ПРИВЕДЁННЫЙ ОТРЫВОК:
--------------------

Плоды просвещения
Плоды просвещения
Американский писатель Амброз Бирс отметил: образование «мудрому открывает, а от глупого скрывает недостаточность его знаний».
Культура мышления определяется осознанием своего незнания, умением сомневаться и самобытностью ума, а не запоминанием обильных сведений.
Гимназист Владимир Вернадский не радовал родителей отличной успеваемостью. (Многие великие люди учились, как известно, не лучше.) Это казалось им странным. Сын много читал, часами просиживая за письменным столом. В отличие от сестёр был трудолюбивым, усидчивым, серьезным.
Как признался Владимир Иванович: «И действительно, я сидел над книгами, точно готовясь учиться, а фантазия моя в это время летала бог знает где, или я читал то, что не надо».
Преподаватели фантазёров не поощряли, считая главной своей обязанностью вколачивать в головы гимназистов даты исторических событий, грамматические правила, слова древнегреческого языка и прочие сведения такого рода. Из детей старались сделать, как повелось ныне, запоминающие машины. Гимназия вырабатывала «стандартные детали» для государственного аппарата державы.
А тем, кому приходилось запоминать массу ненужных слов и цифр, предстояло стать писателями, инженерами, учеными. Им суждена была сложная судьба, предстояло трудиться и разбираться в ежедневных головоломках, на которые так щедра жизнь.

--------------------

ДАННЫЕ:
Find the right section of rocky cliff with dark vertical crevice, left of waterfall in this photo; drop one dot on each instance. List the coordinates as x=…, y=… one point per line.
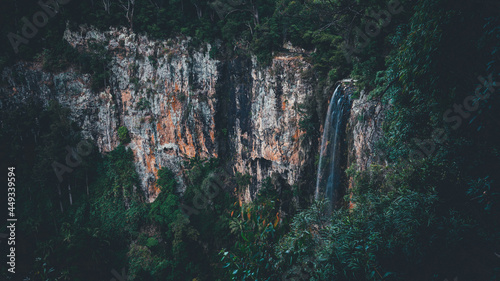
x=262, y=117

--------------------

Пожалуйста, допишите следующую часть текста о гимназических годах Вернадского, начиная сразу после его последнего предложения.

РЕЗУЛЬТАТ УПРАЖНЕНИЯ:
Но, как говорится, нет худа без добра. Зубрежка развивала память, а знание древних языков помогало узнавать живые иностранные языки.
Действие равно противодействию: чем более отдаляла гимназия Владимира от живой жизни, тем радостнее были его встречи с природой, тем острее воспринимал он красоту полей, холмов, гор.
«В детстве я обладал, — вспоминал он позже, — некоторой способностью довольно тонко наблюдать явления окружающей природы; я помню, какие сильные впечатления производили на меня различные оттенки цветов и блески. Я помню мои старания различить разные шумы; мальчуганом меня преследовала мысль воспользоваться слухом для большего познания явлений. Я мечтал придумать инструмент, который бы по данному шуму определял то явление, которое его производит, и те тела, какие при этом принимают участие».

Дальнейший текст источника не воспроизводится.